Tus instrucciones:
Presenta como una lista JSON de cadenas las líneas de los datos que van desde la que contiene "Exercise. Point out every instance of the blurred" hasta el final de los datos, ambos extremos incluidos. Cada línea debe ser una cadena, y las líneas en blanco se omiten.

─── Datos proporcionados

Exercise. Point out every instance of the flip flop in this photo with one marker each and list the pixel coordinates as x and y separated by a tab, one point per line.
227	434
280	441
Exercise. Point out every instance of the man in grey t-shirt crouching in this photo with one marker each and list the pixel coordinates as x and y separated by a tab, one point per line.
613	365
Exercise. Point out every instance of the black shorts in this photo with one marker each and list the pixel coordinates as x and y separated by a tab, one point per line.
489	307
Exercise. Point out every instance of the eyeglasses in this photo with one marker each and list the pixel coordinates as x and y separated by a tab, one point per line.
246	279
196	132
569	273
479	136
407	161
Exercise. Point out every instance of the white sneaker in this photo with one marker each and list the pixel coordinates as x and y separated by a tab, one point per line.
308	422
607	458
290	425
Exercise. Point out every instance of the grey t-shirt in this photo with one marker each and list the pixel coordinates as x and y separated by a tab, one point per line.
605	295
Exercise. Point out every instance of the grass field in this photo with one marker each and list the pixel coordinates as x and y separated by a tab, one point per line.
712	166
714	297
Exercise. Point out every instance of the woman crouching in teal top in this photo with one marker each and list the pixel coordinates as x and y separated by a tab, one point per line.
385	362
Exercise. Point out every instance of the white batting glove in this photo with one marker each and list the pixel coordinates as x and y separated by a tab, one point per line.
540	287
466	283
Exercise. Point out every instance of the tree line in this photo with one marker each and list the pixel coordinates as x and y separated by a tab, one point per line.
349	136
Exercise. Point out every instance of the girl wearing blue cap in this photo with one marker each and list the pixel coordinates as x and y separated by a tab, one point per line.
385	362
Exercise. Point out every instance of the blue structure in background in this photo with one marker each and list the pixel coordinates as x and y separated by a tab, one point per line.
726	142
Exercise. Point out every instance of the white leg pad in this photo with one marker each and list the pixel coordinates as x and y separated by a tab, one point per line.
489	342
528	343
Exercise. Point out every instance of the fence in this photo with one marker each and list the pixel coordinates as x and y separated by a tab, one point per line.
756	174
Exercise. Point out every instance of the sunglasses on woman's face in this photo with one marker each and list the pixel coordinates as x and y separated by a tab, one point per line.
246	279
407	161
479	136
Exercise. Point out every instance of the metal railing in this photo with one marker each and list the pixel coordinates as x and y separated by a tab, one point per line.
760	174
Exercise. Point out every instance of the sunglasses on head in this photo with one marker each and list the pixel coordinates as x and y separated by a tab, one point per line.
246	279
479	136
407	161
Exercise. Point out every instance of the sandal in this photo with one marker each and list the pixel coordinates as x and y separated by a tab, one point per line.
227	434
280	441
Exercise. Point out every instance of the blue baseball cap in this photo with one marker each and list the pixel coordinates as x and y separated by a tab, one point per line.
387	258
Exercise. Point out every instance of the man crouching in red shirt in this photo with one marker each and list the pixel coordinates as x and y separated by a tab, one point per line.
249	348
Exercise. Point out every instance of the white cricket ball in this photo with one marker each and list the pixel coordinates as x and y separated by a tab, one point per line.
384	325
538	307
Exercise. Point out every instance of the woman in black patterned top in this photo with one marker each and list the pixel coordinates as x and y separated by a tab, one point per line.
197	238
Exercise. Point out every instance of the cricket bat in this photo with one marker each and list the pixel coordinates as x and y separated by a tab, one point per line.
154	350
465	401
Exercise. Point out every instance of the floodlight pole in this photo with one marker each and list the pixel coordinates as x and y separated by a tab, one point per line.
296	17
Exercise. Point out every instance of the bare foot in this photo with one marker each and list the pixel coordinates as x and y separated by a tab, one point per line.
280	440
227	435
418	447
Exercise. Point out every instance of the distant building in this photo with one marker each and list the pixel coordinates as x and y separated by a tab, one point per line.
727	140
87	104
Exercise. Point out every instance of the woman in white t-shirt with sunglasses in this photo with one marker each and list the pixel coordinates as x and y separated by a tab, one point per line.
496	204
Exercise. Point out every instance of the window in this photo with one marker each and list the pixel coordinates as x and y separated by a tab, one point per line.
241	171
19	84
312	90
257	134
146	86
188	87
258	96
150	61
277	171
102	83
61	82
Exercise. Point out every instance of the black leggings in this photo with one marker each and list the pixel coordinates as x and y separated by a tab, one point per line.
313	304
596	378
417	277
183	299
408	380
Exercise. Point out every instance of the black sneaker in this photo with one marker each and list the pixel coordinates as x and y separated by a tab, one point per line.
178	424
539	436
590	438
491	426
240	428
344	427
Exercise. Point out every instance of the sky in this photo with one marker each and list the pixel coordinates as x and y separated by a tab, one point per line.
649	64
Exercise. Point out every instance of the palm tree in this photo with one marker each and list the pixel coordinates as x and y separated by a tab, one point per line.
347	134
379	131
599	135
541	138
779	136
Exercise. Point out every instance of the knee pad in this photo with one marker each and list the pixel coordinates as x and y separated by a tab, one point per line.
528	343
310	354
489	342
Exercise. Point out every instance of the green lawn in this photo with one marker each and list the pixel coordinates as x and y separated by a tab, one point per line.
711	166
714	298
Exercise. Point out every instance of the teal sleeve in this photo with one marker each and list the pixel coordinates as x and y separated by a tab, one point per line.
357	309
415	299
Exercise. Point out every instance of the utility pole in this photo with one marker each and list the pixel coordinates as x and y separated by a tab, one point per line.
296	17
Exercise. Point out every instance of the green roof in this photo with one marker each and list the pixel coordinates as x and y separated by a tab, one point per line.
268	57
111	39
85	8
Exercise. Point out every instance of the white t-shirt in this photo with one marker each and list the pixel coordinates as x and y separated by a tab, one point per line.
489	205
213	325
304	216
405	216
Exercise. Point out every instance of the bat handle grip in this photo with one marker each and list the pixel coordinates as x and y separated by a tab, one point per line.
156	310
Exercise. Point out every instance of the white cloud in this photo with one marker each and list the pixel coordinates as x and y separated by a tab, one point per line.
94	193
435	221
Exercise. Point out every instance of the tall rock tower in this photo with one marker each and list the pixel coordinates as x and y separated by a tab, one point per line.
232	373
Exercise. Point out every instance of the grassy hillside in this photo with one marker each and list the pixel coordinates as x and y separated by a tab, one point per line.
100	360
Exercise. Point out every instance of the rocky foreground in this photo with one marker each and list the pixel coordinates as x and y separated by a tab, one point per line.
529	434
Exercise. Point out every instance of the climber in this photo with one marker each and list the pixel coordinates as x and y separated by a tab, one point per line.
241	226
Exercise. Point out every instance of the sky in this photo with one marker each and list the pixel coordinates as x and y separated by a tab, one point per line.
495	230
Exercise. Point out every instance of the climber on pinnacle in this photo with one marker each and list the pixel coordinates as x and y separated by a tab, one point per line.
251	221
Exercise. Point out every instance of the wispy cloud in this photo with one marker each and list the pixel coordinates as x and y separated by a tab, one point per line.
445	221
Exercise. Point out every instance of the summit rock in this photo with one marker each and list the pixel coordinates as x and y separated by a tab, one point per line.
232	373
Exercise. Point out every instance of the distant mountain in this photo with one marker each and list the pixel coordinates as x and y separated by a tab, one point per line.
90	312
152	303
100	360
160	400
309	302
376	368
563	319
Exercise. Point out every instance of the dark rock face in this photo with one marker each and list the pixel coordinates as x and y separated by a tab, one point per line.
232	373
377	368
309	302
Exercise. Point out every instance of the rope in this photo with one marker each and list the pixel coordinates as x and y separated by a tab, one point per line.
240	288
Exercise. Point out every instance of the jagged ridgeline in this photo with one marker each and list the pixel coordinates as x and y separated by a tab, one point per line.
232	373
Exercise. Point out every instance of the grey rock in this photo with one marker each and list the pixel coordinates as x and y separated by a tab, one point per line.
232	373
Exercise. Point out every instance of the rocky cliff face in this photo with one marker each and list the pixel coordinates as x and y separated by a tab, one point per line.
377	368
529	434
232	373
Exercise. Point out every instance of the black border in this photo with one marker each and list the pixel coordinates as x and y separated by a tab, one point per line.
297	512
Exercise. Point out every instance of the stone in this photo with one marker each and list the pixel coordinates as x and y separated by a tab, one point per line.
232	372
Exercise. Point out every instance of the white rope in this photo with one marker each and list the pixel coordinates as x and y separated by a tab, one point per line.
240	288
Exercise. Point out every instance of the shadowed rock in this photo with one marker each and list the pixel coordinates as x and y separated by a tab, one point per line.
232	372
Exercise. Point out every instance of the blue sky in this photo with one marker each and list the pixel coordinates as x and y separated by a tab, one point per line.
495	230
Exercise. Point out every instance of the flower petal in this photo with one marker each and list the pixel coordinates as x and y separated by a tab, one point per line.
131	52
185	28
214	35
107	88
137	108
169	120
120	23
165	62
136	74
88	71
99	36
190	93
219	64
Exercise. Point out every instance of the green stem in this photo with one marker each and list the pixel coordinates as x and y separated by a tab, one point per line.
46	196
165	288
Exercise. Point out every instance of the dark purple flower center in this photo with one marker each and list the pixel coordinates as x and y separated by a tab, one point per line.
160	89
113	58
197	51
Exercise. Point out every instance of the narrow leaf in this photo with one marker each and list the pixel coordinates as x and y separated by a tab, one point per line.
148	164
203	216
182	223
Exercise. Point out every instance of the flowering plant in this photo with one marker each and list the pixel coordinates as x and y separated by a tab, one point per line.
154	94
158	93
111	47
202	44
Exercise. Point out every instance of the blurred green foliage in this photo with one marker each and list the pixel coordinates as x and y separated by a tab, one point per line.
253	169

──────

Resultado:
[
  "Exercise. Point out every instance of the blurred green foliage in this photo with one marker each and list the pixel coordinates as x and y separated by a tab, one point per line.",
  "253\t169"
]